**What needs to be done**
Which lines of the listing below contain the word "bottle"? Return them.

** Provided material follows **

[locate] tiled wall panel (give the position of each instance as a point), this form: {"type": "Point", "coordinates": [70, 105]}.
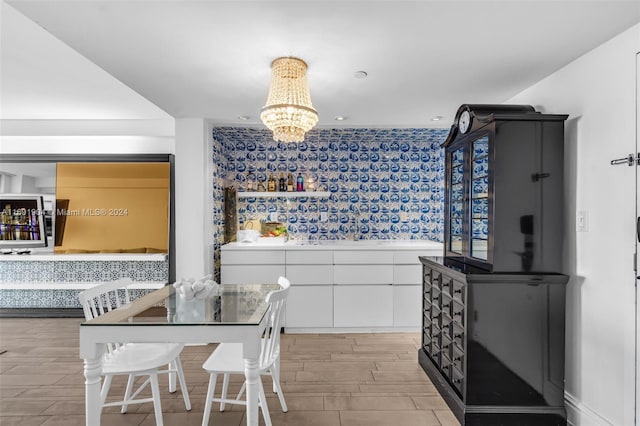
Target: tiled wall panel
{"type": "Point", "coordinates": [60, 272]}
{"type": "Point", "coordinates": [384, 183]}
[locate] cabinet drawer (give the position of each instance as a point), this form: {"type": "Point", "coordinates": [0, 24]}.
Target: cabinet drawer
{"type": "Point", "coordinates": [407, 274]}
{"type": "Point", "coordinates": [407, 306]}
{"type": "Point", "coordinates": [310, 274]}
{"type": "Point", "coordinates": [457, 291]}
{"type": "Point", "coordinates": [363, 274]}
{"type": "Point", "coordinates": [309, 257]}
{"type": "Point", "coordinates": [410, 257]}
{"type": "Point", "coordinates": [252, 257]}
{"type": "Point", "coordinates": [457, 378]}
{"type": "Point", "coordinates": [251, 274]}
{"type": "Point", "coordinates": [362, 257]}
{"type": "Point", "coordinates": [363, 306]}
{"type": "Point", "coordinates": [310, 306]}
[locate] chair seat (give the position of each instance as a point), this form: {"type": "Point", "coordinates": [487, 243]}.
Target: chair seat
{"type": "Point", "coordinates": [226, 358]}
{"type": "Point", "coordinates": [136, 357]}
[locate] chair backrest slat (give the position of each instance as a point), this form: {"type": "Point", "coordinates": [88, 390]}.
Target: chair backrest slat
{"type": "Point", "coordinates": [270, 347]}
{"type": "Point", "coordinates": [104, 298]}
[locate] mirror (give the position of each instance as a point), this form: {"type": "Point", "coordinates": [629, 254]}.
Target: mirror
{"type": "Point", "coordinates": [91, 207]}
{"type": "Point", "coordinates": [112, 207]}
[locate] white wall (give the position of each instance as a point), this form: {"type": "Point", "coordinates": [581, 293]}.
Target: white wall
{"type": "Point", "coordinates": [87, 136]}
{"type": "Point", "coordinates": [597, 91]}
{"type": "Point", "coordinates": [193, 198]}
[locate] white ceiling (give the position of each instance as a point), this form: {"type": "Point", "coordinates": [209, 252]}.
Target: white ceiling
{"type": "Point", "coordinates": [212, 59]}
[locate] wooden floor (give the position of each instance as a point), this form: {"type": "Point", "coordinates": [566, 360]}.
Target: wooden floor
{"type": "Point", "coordinates": [327, 379]}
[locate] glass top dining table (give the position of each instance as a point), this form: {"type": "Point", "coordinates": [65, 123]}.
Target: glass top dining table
{"type": "Point", "coordinates": [236, 314]}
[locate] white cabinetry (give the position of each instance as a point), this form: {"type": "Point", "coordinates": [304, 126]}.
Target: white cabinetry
{"type": "Point", "coordinates": [334, 287]}
{"type": "Point", "coordinates": [252, 267]}
{"type": "Point", "coordinates": [363, 296]}
{"type": "Point", "coordinates": [310, 302]}
{"type": "Point", "coordinates": [407, 289]}
{"type": "Point", "coordinates": [363, 306]}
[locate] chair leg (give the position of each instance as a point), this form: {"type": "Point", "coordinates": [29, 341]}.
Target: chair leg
{"type": "Point", "coordinates": [105, 388]}
{"type": "Point", "coordinates": [275, 374]}
{"type": "Point", "coordinates": [225, 388]}
{"type": "Point", "coordinates": [127, 393]}
{"type": "Point", "coordinates": [183, 384]}
{"type": "Point", "coordinates": [262, 400]}
{"type": "Point", "coordinates": [208, 401]}
{"type": "Point", "coordinates": [276, 384]}
{"type": "Point", "coordinates": [172, 376]}
{"type": "Point", "coordinates": [242, 389]}
{"type": "Point", "coordinates": [155, 392]}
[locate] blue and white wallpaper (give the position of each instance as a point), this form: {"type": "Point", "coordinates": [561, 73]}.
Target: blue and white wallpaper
{"type": "Point", "coordinates": [383, 183]}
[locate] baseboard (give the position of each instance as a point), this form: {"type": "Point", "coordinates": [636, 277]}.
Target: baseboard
{"type": "Point", "coordinates": [579, 414]}
{"type": "Point", "coordinates": [41, 313]}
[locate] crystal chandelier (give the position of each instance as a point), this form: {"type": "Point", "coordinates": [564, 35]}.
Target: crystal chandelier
{"type": "Point", "coordinates": [288, 112]}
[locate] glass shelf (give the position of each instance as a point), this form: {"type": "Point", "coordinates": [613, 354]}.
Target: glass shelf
{"type": "Point", "coordinates": [315, 194]}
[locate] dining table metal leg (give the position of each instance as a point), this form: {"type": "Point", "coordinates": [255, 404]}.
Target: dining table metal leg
{"type": "Point", "coordinates": [252, 376]}
{"type": "Point", "coordinates": [93, 402]}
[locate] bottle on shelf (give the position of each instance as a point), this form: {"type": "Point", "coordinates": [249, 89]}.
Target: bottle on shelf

** End of Provided material **

**Written answer**
[locate] bottle on shelf (give the position of each instance as a point), this form: {"type": "Point", "coordinates": [249, 89]}.
Target: bottle on shelf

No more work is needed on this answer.